** START DATA EXTRACT **

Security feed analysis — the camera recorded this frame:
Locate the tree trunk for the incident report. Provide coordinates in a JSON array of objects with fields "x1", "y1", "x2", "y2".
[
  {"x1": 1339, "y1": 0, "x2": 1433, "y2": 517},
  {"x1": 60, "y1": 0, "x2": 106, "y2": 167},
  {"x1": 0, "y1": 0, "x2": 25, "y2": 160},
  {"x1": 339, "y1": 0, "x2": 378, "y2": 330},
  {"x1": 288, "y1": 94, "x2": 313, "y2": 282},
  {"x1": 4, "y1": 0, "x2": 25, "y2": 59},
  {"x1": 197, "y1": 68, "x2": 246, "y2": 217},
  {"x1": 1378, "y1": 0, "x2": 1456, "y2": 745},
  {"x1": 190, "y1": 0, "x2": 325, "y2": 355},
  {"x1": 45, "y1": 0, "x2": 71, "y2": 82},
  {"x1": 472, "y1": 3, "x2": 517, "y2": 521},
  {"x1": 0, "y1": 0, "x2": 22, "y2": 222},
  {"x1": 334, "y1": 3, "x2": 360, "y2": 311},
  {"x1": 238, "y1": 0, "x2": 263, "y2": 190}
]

** END DATA EXTRACT **

◆ PROBLEM DESCRIPTION ◆
Report every line of the data above that contains the string "frame", treating uppercase and lowercase letters as distinct.

◆ WORKED SOLUTION ◆
Security feed analysis — the camera recorded this frame:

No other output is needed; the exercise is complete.